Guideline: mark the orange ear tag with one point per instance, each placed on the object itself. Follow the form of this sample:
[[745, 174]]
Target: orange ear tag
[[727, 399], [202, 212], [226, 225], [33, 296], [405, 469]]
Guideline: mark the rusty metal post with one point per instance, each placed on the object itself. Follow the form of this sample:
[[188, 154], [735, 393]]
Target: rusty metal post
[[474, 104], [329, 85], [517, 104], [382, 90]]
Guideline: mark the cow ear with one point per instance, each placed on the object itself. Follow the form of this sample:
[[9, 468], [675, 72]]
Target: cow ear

### STATED EXERCISE
Print all of the material above again, word for word and line for line.

### SOLVED PROBLEM
Guideline: mark the orange ear tag with one point per instance, each placed on the object itself. Follow the form of this sample:
[[745, 174]]
Target: orange ear tag
[[727, 399], [202, 212], [226, 225], [33, 296], [405, 469]]
Guideline: mark the rusty metal post with one point per instance, each placed on the object itself. Follow the form of this sample:
[[188, 154], [735, 393]]
Target: rusty metal post
[[474, 104], [329, 85], [517, 104], [382, 90]]
Guideline: mark the cow ear with one point per instance, each placed on the object itself. Follow the form of this sample:
[[9, 468], [675, 72]]
Target: cow ear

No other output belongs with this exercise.